Given problem> Rewrite the material from the line with "like [746, 859]." to the line with "[1073, 800]", changing "podium" to "lectern" and keeping everything else the same.

.....

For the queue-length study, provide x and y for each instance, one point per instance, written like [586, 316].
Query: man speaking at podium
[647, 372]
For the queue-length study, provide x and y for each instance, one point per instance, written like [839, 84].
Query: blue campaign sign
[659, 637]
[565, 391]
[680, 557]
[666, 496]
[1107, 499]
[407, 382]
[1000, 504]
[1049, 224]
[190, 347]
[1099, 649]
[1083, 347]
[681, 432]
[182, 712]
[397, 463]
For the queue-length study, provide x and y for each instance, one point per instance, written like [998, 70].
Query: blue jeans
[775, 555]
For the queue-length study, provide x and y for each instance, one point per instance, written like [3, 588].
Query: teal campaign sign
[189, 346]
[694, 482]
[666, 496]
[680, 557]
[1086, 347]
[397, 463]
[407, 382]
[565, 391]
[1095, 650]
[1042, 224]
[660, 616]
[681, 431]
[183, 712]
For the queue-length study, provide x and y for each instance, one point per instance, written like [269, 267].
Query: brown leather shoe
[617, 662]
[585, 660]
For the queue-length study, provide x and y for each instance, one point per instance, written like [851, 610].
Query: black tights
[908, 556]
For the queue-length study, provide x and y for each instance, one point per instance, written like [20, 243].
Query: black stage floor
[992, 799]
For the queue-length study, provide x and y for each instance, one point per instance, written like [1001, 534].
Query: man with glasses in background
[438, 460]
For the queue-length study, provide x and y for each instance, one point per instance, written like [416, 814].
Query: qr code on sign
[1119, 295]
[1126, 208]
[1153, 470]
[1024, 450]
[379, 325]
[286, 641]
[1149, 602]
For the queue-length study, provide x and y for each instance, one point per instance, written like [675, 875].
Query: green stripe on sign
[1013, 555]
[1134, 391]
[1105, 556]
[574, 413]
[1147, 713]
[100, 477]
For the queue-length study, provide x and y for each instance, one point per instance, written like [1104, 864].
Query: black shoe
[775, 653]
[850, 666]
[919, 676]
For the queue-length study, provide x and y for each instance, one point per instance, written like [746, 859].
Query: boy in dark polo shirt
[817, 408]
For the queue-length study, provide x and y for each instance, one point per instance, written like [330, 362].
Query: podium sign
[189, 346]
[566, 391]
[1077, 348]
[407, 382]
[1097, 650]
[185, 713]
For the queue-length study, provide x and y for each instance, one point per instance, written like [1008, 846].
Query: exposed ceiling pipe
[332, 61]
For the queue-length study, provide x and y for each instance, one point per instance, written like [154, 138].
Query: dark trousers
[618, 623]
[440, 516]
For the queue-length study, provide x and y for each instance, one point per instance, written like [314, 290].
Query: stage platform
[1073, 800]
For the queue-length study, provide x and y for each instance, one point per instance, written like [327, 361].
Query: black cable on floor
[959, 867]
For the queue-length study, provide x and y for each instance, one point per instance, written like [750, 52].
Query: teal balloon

.....

Response>
For the queue-length study, provide x and y for each instance, one point per instance, written like [746, 859].
Query: boy in dark polo shirt
[817, 408]
For the queue-length study, provide x and y for each instance, one point per instance, written like [330, 362].
Query: lectern sign
[189, 346]
[566, 391]
[1077, 348]
[407, 382]
[1097, 650]
[185, 713]
For the queue-length study, provide x and y for each instance, one point per instance, written like [1008, 846].
Query: exposed ceiling pipe
[332, 61]
For the queue-length study, provide x and y for each instance, one point per instance, written like [154, 138].
Query: dark trousers
[618, 623]
[440, 516]
For the queue-length study, provide x and y for each instance, one point per instance, written like [314, 290].
Query: stage platform
[1073, 800]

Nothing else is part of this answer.